Rows from a pointing dataset:
+===+

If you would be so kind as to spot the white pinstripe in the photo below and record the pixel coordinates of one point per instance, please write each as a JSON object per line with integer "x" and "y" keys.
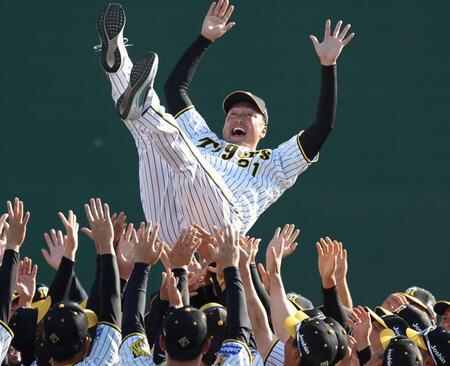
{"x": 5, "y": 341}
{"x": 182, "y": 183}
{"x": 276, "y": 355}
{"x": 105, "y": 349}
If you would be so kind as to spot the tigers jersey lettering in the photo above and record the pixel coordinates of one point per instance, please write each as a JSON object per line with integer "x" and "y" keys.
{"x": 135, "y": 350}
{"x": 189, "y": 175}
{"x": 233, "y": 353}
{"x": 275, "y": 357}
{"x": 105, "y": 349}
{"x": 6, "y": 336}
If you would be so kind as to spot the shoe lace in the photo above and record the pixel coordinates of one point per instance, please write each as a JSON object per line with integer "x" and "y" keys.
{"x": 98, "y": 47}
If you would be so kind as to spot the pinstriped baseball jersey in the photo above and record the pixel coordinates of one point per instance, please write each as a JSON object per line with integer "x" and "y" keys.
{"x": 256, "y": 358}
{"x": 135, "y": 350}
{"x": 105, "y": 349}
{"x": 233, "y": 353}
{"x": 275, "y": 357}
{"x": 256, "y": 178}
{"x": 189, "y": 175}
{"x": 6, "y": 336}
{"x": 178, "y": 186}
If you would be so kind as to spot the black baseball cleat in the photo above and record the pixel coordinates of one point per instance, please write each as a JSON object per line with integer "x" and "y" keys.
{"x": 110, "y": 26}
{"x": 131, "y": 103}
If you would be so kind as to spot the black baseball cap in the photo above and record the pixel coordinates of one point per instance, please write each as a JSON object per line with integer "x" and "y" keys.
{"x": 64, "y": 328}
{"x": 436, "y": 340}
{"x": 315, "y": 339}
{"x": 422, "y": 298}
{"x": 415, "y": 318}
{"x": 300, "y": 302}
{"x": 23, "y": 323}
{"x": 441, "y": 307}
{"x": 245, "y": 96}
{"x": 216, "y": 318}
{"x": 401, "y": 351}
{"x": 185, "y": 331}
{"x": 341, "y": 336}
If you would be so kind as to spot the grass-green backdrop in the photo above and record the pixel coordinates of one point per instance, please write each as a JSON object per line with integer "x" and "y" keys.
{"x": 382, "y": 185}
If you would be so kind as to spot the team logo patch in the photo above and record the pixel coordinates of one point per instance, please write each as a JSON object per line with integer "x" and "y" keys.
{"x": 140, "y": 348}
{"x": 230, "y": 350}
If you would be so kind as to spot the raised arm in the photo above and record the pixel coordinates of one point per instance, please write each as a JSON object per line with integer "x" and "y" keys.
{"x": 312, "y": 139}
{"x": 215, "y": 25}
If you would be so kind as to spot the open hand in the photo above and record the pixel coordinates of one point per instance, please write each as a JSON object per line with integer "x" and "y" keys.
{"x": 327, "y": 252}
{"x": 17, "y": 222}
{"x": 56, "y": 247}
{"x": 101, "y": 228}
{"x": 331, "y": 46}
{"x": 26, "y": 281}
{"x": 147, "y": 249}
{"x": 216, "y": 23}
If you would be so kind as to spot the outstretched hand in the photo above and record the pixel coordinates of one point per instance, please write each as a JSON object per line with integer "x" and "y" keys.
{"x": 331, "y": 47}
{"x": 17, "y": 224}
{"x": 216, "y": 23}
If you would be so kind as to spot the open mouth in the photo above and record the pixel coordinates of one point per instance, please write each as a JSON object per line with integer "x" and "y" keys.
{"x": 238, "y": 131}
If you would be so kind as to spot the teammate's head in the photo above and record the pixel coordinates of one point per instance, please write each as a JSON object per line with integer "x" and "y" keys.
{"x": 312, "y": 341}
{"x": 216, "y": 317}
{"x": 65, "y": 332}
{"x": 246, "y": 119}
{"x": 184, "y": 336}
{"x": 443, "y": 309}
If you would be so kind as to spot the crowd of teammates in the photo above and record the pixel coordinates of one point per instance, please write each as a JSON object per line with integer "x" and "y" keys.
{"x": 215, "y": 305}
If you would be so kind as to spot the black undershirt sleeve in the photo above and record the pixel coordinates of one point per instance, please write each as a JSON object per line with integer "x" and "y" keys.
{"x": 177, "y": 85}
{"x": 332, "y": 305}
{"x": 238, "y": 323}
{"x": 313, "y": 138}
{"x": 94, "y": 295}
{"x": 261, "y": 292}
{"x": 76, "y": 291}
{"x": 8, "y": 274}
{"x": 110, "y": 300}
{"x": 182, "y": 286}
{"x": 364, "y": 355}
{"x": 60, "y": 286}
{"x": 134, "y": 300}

+===+

INSTRUCTION: Output an exact copy of the lines beginning at the one that holds "If you would be so kind as to spot the crowd" and running through the final line of the records.

TASK RESPONSE:
If you would be so kind as to spot the crowd of teammates in the photo above and record the pixel coordinates of one point per instance, please write each as a JSON object per line with integer "x" and "y" keys.
{"x": 215, "y": 305}
If you would be so kind as to spot the black undershirt sleeve in the photo above and record the pixel coordinates of one point per instance, please write each as a JSON object per line with integer "x" and "y" keys.
{"x": 177, "y": 85}
{"x": 332, "y": 305}
{"x": 238, "y": 323}
{"x": 313, "y": 138}
{"x": 94, "y": 295}
{"x": 261, "y": 292}
{"x": 76, "y": 291}
{"x": 8, "y": 274}
{"x": 110, "y": 300}
{"x": 182, "y": 286}
{"x": 364, "y": 355}
{"x": 60, "y": 286}
{"x": 134, "y": 300}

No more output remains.